Raw records →
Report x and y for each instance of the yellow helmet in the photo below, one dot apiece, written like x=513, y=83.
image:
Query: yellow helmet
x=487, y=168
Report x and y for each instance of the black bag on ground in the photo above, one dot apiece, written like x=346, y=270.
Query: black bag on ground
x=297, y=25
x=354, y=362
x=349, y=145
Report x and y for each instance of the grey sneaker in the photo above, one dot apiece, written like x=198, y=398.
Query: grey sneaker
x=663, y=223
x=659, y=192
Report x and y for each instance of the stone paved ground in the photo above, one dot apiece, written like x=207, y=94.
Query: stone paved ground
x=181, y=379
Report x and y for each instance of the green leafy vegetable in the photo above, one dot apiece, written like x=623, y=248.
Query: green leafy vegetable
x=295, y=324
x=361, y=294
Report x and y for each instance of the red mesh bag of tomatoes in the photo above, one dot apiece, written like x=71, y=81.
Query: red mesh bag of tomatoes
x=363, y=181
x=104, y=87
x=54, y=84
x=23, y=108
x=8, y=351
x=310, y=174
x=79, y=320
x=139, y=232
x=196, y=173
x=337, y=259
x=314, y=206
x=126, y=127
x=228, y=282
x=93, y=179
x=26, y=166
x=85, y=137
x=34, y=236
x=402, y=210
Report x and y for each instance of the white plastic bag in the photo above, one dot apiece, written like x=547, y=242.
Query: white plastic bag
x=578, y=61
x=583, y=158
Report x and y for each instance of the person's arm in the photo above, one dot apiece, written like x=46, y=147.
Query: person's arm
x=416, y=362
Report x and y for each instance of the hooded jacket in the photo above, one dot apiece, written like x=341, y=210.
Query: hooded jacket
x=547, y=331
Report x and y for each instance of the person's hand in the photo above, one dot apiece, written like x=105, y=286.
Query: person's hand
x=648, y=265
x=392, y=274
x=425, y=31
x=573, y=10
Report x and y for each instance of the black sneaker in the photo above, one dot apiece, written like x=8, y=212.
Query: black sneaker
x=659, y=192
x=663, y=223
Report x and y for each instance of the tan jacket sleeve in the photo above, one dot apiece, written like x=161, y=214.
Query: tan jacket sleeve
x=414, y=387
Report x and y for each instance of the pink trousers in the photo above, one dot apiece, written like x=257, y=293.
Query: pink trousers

Task details → Output every line from the one containing "Report x and y for each instance of the pink" through the last line of the items as a numbered list, omitting blank lines.

Reply →
1. Report x and y for each instance of the pink trousers in the photo above, one dot apiece, written like x=257, y=293.
2. Query: pink trousers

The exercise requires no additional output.